━━━━━ The records

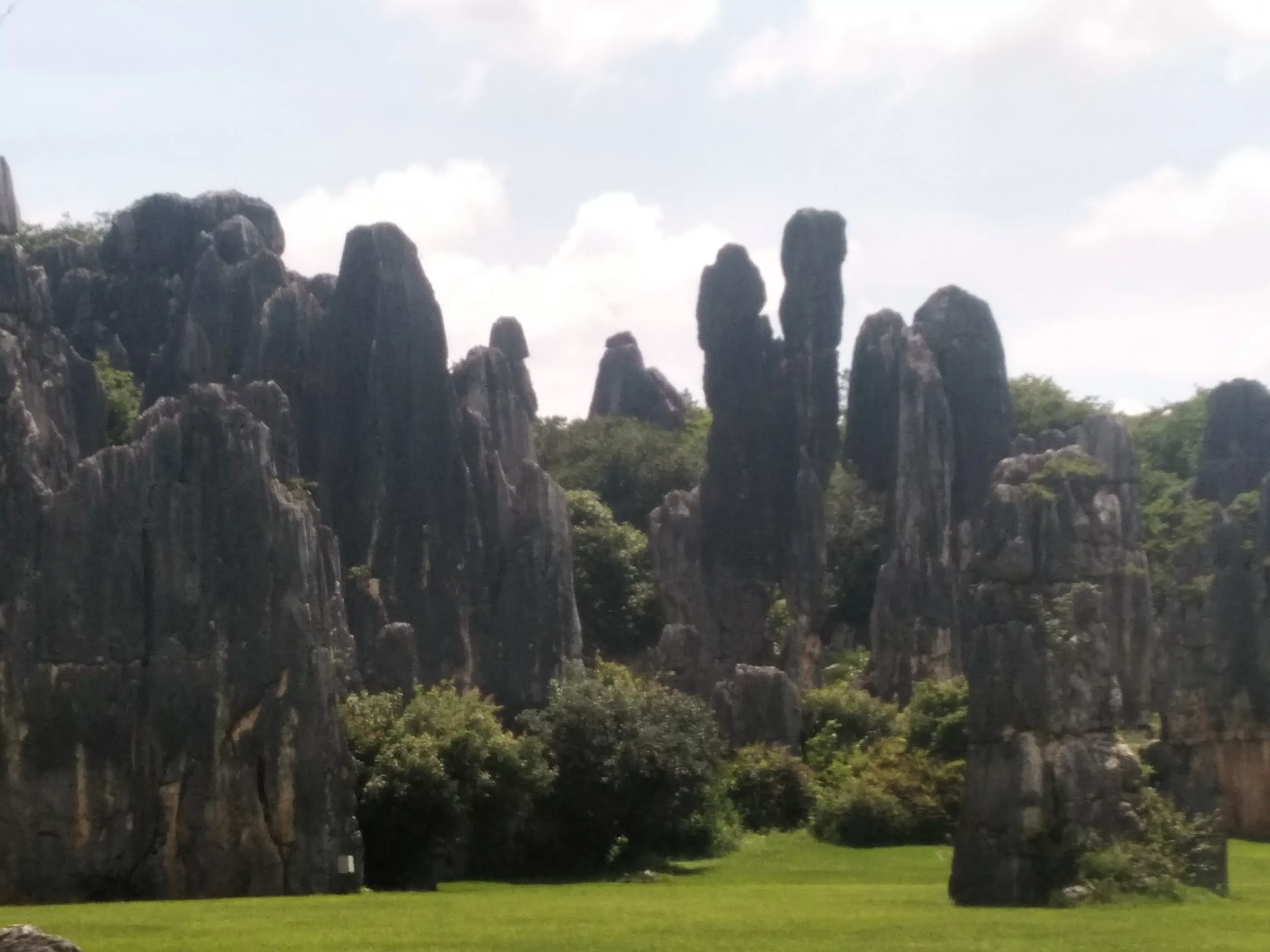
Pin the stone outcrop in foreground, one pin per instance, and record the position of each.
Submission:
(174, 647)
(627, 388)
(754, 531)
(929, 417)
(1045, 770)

━━━━━━━━━━
━━━━━ The records

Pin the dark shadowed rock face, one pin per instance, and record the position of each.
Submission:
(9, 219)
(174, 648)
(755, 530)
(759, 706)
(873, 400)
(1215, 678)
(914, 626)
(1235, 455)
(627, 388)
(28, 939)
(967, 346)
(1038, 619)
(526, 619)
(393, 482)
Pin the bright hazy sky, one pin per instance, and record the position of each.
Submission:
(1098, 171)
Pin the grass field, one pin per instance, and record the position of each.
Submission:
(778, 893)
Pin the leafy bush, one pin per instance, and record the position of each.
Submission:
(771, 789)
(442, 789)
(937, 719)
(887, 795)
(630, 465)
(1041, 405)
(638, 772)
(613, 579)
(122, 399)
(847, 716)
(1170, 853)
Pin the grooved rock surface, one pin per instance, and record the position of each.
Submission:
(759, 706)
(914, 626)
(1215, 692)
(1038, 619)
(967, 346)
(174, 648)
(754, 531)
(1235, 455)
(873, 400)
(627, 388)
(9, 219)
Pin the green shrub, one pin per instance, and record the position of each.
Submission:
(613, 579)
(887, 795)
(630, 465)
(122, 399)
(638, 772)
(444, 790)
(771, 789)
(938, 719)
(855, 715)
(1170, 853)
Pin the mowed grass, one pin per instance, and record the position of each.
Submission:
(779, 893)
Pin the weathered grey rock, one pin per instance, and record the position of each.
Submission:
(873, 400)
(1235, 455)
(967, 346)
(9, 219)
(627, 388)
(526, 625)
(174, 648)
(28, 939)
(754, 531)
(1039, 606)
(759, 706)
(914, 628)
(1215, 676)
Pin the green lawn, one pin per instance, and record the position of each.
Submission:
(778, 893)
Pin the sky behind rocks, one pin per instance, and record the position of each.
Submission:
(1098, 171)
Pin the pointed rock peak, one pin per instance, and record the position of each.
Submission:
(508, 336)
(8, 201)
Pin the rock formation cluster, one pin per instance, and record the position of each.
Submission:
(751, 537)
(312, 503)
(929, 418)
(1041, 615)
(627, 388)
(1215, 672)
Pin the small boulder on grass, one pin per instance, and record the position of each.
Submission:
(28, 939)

━━━━━━━━━━

> [Description of the task]:
Pull out every line in the rows above that contains the word "green". Treat case as significant.

> [Response]:
Pin the green shrub, one pin per instance, and record the position of each.
Pin the green lawn, one pin per instance, and record the position of each.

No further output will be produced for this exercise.